_Source extract:_
————————

I actually contemplated when I first doing it, and before I had photocopies, trademark issues. My very, very first plan was you know may be I could charge for them you know just a tiny little bit, you know charge a tiny nominal price for each of my lectures. This is when where as I said at the beginning I was writing this sort of this formal lecture series which took a lot of time, and it was a lot of work, so I was thinking well, may be I charge a little bit, take kind of compensated myself for my time, and that was my original plan. I decided no, I am just going to give it all away for free, and just kind of hope that something will come of that down the road.

And you know I don’t think I have ever done anything smarter ever that was really I mean like a turning point in my life essentially making that decision because since it was out there and available for everybody it really spread and also has generated really, really goodwill. I mean its — I have found that the kind of not just listenership, but community that I was been able to establish through that has been just priceless, and it has been the foundation of other things that I have been able to go on and do. And again, and I think to me the — I know there were several of my listeners who were kind of worried that when I reached a certain point of popularity I was going to start changing for things that’s as one approach that people often take with these kinds of things like online newspaper subscriptions and what not.

But I never did that, and I never wanted to do that and instead what it has enabled me to do, its enabled me to basically grow from that, and build on that platform which I have maintained you know and so I have been doing other things. The two other things I have been doing which are monetized are the Mythgard Institute as I say this you know I am now teaching courses online.

Jason Hartman: That’s what I was going to actually mention is that you didn’t monetize the podcast?

Cory: Right.

Jason Hartman: But out of the podcast came the Mythgard Institute and that is monetizing, right?

Cory: Right yes it is. Now, of course its my — one of the core philosophies of the Mythgard Institute is to make great education available to people for very little so I mean my tuition is extremely low by standards of regular colleges and online colleges.

————————

_Material provided:_
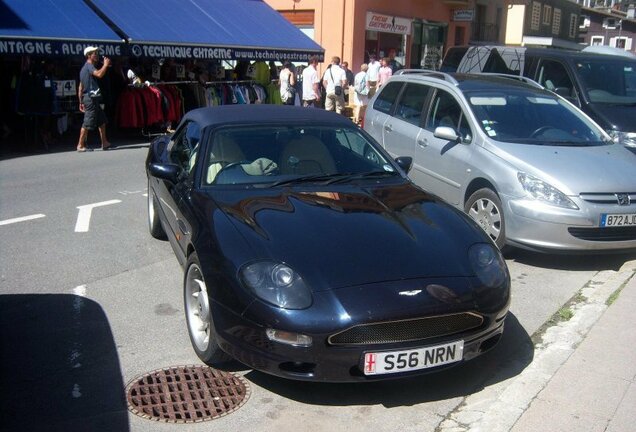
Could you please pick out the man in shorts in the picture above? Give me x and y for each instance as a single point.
(90, 98)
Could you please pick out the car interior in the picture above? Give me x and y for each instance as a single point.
(253, 155)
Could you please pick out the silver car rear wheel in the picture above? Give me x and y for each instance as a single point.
(484, 207)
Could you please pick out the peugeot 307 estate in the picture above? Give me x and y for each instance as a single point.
(528, 166)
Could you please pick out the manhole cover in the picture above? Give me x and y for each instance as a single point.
(186, 394)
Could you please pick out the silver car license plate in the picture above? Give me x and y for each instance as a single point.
(617, 220)
(377, 363)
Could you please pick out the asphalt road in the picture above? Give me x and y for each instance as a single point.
(89, 301)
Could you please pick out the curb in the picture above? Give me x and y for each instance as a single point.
(498, 407)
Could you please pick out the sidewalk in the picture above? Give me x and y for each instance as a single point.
(595, 389)
(582, 376)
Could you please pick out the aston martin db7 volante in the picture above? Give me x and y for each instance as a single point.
(309, 254)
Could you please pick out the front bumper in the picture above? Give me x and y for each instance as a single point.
(244, 336)
(533, 225)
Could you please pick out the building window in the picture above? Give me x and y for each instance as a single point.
(556, 21)
(597, 40)
(547, 15)
(535, 19)
(574, 23)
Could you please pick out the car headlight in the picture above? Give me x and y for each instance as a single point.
(544, 192)
(277, 284)
(488, 264)
(624, 138)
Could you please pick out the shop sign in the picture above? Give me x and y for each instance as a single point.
(56, 48)
(388, 24)
(218, 53)
(463, 14)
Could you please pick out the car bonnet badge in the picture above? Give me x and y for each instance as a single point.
(623, 199)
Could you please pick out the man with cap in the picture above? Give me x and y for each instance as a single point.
(90, 97)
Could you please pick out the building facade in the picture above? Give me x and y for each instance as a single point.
(415, 32)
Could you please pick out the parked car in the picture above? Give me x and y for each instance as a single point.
(529, 167)
(603, 84)
(308, 253)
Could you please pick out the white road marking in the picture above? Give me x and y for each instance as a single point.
(21, 219)
(84, 214)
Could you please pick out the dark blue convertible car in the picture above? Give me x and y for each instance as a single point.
(308, 253)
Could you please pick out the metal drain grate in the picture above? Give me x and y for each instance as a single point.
(186, 394)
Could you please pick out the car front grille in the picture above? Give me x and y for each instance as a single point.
(606, 197)
(407, 330)
(604, 234)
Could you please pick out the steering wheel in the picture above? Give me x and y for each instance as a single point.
(540, 131)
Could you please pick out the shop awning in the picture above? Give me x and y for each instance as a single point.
(53, 28)
(207, 29)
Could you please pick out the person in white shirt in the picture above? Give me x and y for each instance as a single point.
(373, 74)
(335, 82)
(361, 90)
(311, 91)
(287, 79)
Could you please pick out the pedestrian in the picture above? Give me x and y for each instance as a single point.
(360, 94)
(335, 81)
(373, 74)
(349, 73)
(385, 72)
(90, 98)
(287, 80)
(311, 90)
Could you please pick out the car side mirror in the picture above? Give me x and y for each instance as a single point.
(447, 133)
(404, 162)
(169, 172)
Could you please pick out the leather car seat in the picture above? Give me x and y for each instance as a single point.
(224, 150)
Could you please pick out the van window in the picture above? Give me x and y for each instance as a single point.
(608, 81)
(387, 97)
(554, 76)
(446, 111)
(409, 107)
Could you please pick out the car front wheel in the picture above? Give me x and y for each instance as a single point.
(199, 315)
(154, 224)
(484, 207)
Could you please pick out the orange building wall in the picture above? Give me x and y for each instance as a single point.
(339, 25)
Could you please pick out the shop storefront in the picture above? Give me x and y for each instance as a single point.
(416, 33)
(203, 49)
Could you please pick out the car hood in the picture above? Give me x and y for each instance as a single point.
(619, 117)
(573, 170)
(340, 236)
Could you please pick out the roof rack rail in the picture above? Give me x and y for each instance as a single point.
(442, 75)
(517, 77)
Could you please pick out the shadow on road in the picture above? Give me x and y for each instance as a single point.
(59, 369)
(597, 261)
(513, 353)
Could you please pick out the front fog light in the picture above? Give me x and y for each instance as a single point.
(288, 338)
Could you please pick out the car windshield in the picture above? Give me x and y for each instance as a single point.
(608, 81)
(283, 155)
(531, 117)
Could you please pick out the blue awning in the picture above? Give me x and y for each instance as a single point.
(54, 28)
(207, 29)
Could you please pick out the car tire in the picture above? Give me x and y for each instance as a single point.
(484, 207)
(154, 224)
(198, 313)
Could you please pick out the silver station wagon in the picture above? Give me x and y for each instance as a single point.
(528, 166)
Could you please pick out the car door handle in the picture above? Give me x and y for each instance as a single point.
(182, 227)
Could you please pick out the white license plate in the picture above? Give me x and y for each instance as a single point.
(608, 220)
(421, 358)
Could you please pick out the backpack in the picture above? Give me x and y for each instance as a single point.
(362, 88)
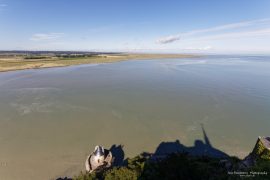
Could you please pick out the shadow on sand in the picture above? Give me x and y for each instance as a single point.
(200, 148)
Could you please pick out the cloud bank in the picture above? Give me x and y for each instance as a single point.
(46, 37)
(259, 27)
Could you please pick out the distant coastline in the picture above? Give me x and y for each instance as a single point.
(12, 61)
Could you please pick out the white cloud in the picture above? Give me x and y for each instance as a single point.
(168, 39)
(198, 48)
(46, 37)
(219, 31)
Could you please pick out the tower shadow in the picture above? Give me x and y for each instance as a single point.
(200, 148)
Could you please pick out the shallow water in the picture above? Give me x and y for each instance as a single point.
(50, 119)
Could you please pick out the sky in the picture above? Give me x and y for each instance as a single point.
(162, 26)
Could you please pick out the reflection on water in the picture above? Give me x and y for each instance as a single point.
(52, 118)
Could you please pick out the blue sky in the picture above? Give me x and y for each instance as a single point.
(196, 26)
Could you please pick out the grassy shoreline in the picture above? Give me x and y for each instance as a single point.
(13, 63)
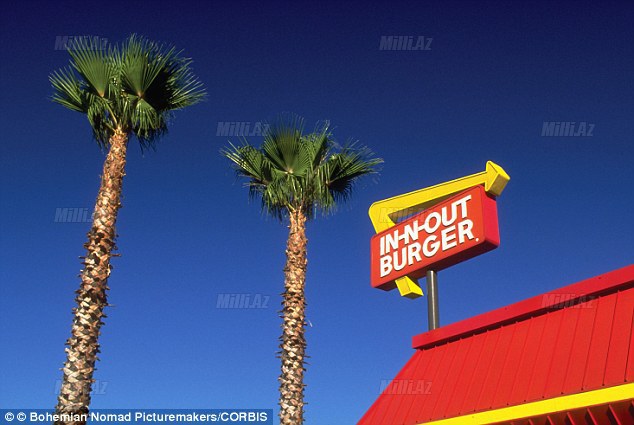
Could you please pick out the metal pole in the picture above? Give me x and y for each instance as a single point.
(433, 317)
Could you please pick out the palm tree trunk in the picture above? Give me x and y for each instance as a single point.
(293, 341)
(83, 345)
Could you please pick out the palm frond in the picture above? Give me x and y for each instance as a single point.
(134, 87)
(292, 170)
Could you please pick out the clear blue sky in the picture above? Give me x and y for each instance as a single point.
(495, 72)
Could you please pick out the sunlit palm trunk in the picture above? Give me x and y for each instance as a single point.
(91, 299)
(293, 341)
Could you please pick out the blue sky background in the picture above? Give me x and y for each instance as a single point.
(495, 72)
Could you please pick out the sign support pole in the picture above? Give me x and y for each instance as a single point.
(433, 316)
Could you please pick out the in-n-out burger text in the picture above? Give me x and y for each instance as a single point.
(452, 234)
(449, 232)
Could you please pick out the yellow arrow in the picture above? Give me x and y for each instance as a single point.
(386, 213)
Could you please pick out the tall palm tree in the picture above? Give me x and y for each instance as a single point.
(123, 91)
(296, 175)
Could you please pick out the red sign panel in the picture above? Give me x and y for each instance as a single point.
(448, 233)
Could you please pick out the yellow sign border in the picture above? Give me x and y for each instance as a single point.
(385, 213)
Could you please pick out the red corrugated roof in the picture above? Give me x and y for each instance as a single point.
(575, 339)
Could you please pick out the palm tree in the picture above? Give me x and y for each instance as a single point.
(123, 91)
(296, 175)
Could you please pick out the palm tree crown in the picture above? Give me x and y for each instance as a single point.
(131, 88)
(293, 171)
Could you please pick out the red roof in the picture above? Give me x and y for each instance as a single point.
(575, 339)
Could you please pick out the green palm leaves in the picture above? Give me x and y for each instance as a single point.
(296, 171)
(132, 87)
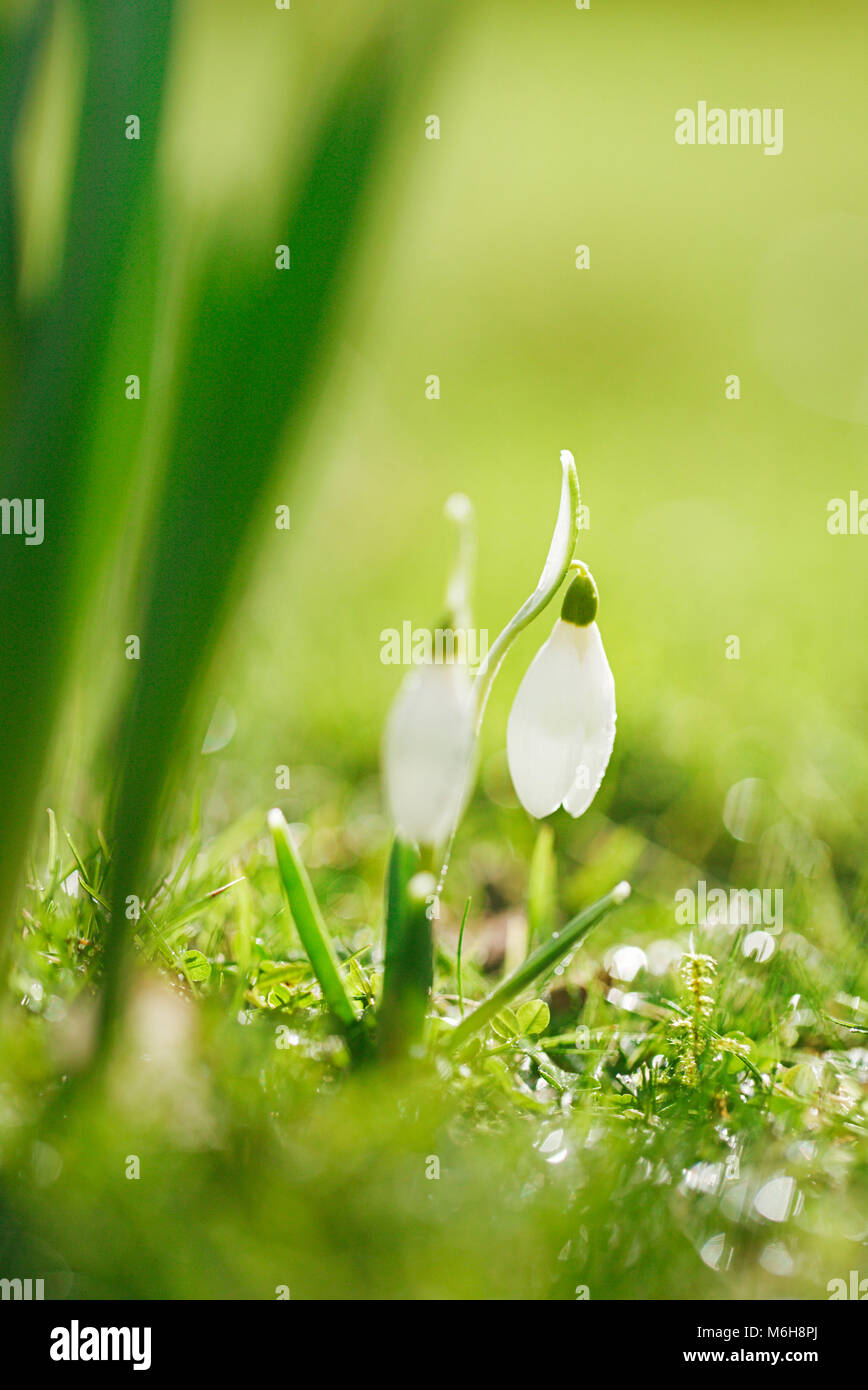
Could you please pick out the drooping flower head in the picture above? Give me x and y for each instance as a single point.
(561, 727)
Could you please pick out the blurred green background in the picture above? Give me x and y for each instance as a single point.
(707, 514)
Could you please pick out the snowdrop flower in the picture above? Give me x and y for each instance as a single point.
(562, 723)
(427, 752)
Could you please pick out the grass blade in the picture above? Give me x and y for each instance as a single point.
(409, 955)
(309, 922)
(539, 962)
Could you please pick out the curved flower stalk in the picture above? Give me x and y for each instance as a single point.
(561, 727)
(431, 730)
(554, 573)
(429, 740)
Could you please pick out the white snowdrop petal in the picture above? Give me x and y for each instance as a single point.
(545, 730)
(427, 752)
(598, 705)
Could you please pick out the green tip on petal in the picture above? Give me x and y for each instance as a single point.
(580, 601)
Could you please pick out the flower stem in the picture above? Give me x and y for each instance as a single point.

————————

_Exercise set:_
1. Answer these questions using the interview excerpt:
(a) What did the speaker first plan to charge for each lecture?
(b) What venture that makes money came out of the podcast?
(c) How does Cory describe the tuition at that venture?
2. Reproduce everything in the interview excerpt from "Jason Hartman: But" down to "and online colleges.".

_The replies:_
1.
(a) A tiny nominal price.
(b) The Mythgard Institute.
(c) Extremely low by the standards of regular colleges and online colleges.

2.
Jason Hartman: But out of the podcast came the Mythgard Institute and that is monetizing, right?

Cory: Right yes it is. Now, of course its my — one of the core philosophies of the Mythgard Institute is to make great education available to people for very little so I mean my tuition is extremely low by standards of regular colleges and online colleges.